• **Written task**:
Rewrite every row below, replacing each "instance" with "occurrence" and changing nothing else. Omit the pictures from your rewrite.

• **Extracted material**:
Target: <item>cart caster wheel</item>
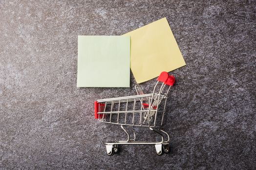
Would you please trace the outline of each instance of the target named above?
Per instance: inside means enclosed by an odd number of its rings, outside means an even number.
[[[114,148],[113,148],[113,145],[107,145],[107,155],[111,156],[113,156],[114,153]]]
[[[163,151],[163,146],[162,144],[156,144],[155,145],[155,150],[156,151],[156,154],[159,155],[161,156],[164,153],[164,152]]]
[[[166,153],[168,153],[170,152],[170,147],[169,144],[163,145],[163,150]]]
[[[108,156],[113,156],[114,155],[114,150],[113,149],[112,151],[109,151],[108,152],[107,152],[107,154]]]

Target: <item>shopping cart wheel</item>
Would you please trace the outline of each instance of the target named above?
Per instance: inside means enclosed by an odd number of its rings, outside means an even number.
[[[163,150],[166,153],[170,153],[170,147],[169,143],[163,144]]]
[[[113,148],[113,150],[114,151],[114,152],[115,153],[117,153],[118,151],[119,151],[119,148],[118,148],[118,145],[114,145],[114,147]]]
[[[114,153],[114,148],[113,145],[106,145],[107,149],[107,154],[108,156],[113,156]]]
[[[164,153],[164,152],[163,151],[163,146],[161,144],[155,144],[155,150],[156,151],[156,154],[157,154],[158,155],[162,155]]]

• **Final result**:
Target: <item>cart caster wheel</item>
Would you please trace the outline of each occurrence of the target named above?
Per occurrence: inside means enclosed by an odd number of its rings, outside means an even number.
[[[114,148],[113,148],[113,145],[107,145],[107,155],[111,156],[113,156],[114,153]]]
[[[163,151],[163,146],[162,144],[156,144],[155,145],[155,150],[156,151],[156,154],[159,155],[161,156],[164,153],[164,152]]]
[[[166,153],[168,153],[170,152],[170,147],[169,144],[163,145],[163,150]]]
[[[108,156],[113,156],[114,155],[114,150],[113,149],[112,151],[109,151],[108,152],[107,152],[107,154]]]

Target: <item>shopping cart wheel</item>
Would you please trace the outline of each occurrence of the target named above?
Per occurrence: inside means enclosed by an odd number of its rings, outside means an even number.
[[[163,150],[166,153],[170,153],[170,147],[169,143],[163,144]]]
[[[113,148],[113,150],[114,151],[114,152],[115,153],[117,153],[118,151],[119,151],[119,148],[118,148],[118,145],[114,145],[114,147]]]
[[[114,153],[114,148],[113,145],[106,145],[107,149],[107,154],[108,156],[113,156]]]
[[[164,153],[164,152],[163,151],[163,146],[161,144],[155,144],[155,150],[156,151],[156,154],[157,154],[158,155],[162,155]]]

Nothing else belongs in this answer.